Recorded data
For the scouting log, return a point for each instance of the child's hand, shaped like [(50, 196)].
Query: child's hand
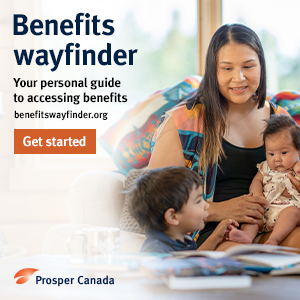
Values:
[(296, 168), (223, 229)]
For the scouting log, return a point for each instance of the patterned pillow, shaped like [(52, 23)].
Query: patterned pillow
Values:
[(127, 222), (128, 141)]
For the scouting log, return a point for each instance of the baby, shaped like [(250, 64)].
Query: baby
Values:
[(168, 203), (282, 144)]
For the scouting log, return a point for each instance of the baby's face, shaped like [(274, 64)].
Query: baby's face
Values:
[(280, 151)]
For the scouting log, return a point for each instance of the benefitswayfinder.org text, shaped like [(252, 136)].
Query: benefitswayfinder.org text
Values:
[(39, 114)]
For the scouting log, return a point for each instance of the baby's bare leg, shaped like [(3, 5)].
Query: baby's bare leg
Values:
[(287, 220), (245, 235)]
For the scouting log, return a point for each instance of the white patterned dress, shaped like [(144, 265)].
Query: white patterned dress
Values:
[(274, 183)]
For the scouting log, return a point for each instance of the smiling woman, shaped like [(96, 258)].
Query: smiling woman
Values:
[(238, 72)]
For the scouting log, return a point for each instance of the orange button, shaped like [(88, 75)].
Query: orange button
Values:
[(55, 141)]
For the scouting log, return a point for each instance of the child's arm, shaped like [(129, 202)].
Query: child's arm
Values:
[(218, 234), (256, 186)]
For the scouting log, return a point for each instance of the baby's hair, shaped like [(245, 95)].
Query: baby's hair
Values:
[(157, 191), (278, 123)]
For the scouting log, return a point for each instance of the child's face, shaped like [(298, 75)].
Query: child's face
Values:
[(280, 151), (193, 214)]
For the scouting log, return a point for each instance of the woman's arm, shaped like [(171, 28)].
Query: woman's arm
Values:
[(167, 150)]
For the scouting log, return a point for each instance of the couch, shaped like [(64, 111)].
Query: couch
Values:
[(95, 199)]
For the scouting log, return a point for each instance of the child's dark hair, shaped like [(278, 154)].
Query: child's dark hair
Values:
[(277, 123), (157, 191)]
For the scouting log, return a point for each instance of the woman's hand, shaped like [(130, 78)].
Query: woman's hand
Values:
[(218, 234), (243, 209)]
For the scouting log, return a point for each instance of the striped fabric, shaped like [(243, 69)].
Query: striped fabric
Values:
[(128, 141)]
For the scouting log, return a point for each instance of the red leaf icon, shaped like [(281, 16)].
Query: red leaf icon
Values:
[(25, 273)]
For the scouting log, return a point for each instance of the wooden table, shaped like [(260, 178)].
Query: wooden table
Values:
[(266, 287)]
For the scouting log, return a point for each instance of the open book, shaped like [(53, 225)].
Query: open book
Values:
[(193, 273), (258, 257)]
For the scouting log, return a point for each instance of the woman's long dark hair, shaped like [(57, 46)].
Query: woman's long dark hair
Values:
[(215, 105)]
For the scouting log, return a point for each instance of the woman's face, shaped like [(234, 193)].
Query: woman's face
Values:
[(238, 72)]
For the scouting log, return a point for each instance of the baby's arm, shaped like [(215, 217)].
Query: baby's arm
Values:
[(218, 234), (256, 186)]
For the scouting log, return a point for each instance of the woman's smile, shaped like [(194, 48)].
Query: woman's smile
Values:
[(238, 72)]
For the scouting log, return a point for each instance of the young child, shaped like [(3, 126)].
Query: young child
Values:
[(282, 144), (168, 203)]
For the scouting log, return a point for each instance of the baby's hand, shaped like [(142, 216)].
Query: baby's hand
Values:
[(224, 227)]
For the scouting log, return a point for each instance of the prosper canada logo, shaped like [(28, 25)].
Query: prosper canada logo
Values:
[(24, 275)]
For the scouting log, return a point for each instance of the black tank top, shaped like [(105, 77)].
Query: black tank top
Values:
[(235, 174)]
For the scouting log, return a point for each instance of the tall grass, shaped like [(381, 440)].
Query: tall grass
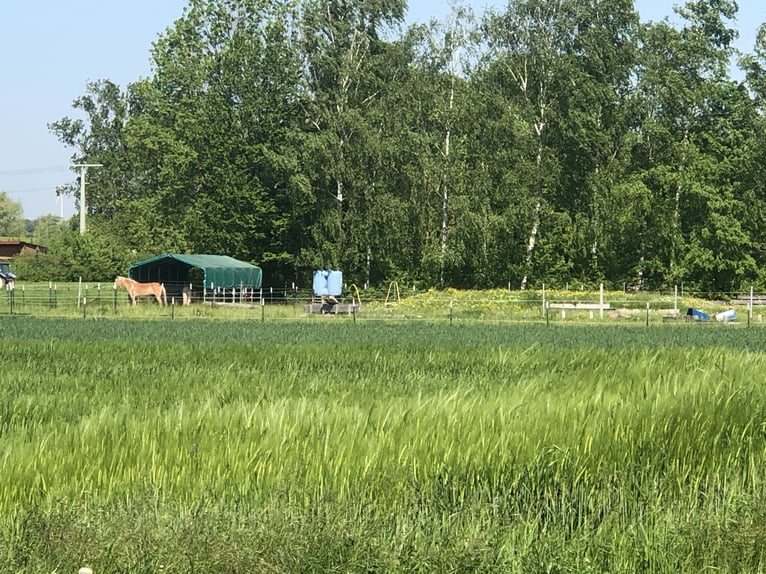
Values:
[(334, 446)]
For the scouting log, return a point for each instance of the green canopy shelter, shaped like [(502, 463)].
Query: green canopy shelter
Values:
[(215, 271)]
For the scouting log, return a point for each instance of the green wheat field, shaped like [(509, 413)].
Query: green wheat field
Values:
[(145, 446)]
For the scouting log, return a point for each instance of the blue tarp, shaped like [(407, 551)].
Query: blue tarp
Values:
[(697, 315)]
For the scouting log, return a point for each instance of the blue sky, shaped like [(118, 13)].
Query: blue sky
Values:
[(51, 49)]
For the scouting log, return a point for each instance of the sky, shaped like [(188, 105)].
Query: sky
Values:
[(50, 50)]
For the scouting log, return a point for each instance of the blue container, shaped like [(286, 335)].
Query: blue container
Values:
[(729, 315), (327, 283), (697, 315)]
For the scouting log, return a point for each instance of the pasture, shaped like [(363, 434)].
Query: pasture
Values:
[(137, 445)]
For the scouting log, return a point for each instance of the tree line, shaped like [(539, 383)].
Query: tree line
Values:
[(553, 141)]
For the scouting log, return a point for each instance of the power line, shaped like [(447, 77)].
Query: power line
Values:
[(34, 170)]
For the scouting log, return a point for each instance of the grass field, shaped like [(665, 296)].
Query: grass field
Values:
[(137, 445)]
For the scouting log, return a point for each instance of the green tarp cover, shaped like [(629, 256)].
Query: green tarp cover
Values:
[(219, 270)]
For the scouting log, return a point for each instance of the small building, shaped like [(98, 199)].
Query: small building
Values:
[(9, 249), (197, 273)]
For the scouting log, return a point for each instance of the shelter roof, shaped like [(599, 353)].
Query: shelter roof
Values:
[(218, 270)]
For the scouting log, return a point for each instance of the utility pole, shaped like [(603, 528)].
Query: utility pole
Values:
[(83, 206)]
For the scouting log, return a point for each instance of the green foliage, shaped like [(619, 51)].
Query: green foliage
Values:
[(551, 140)]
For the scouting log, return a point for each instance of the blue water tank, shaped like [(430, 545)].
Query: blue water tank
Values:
[(328, 283)]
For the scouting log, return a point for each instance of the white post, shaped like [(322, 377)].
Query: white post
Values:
[(83, 206), (601, 301)]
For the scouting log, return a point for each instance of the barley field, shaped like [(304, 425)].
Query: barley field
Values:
[(144, 446)]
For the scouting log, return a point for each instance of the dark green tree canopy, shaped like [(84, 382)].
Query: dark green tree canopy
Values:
[(551, 141)]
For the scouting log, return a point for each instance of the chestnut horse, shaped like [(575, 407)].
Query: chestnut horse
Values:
[(136, 289)]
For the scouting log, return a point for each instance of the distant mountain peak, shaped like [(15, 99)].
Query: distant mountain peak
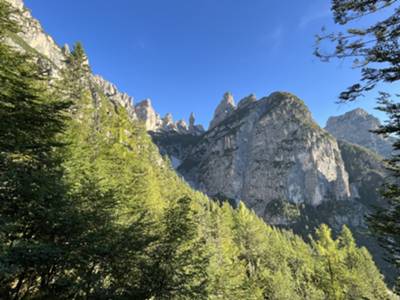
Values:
[(356, 127)]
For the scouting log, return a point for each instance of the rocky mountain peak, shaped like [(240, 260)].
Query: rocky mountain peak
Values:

Exercise goal
Among the records above, locate the line containing "Query: baby's arm" and the line containing "Query: blue container", then transcribe exactly the lines starting at the first and ending at the second, with no pictures.

Solution to the exercise
Query: baby's arm
Values:
[(218, 234), (256, 186)]
For the scouting log, return a point for each instance of the woman's smile, shaped like [(194, 48)].
Query: woman's smile
Values:
[(238, 72)]
For the scouting log, return a point for each instance of the young child, shaped like [(3, 126)].
Query: young child
Values:
[(282, 144), (168, 203)]
For the scouting log, return a point for each instance of the baby's hand, shaped like [(142, 216)].
Query: baby's hand
Values:
[(224, 227)]
For the scouting log, return a point for each instance of the prosper canada logo, shaped like [(28, 25)].
Query: prosper canada logo
Values:
[(24, 275)]
For the scouting log, return a point for each instance of the black tank top, shaped like [(105, 77)].
Query: black tank top
Values:
[(235, 174)]
For the scouting log, return a point for each instance of the tall grass, shaped like [(381, 440)].
Query: tall grass
Values:
[(334, 446)]
For the scouting log, return a point for each instance of the green canopy shelter, shaped like [(502, 463)].
Query: green canopy shelter
Values:
[(215, 271)]
For the scouting log, return a point for each instance of the green wheat field, shaped like [(509, 413)].
Query: green wheat field
Values:
[(145, 446)]
For the scouting log, return a point for each instance of the blue tarp, shaped like [(407, 551)].
Query: blue tarp
Values:
[(697, 315)]
For the scouting log, return a point for each instance of the blue sky, shaped like [(118, 13)].
Query: blue sky
Values:
[(51, 49)]
For the scouting log, return a point for each instance of the sky, shaped like [(188, 105)].
Query: sky
Values:
[(50, 50)]
For the scouting log, return a point for each instance of the blue container, shaped like [(286, 335)].
Query: blue container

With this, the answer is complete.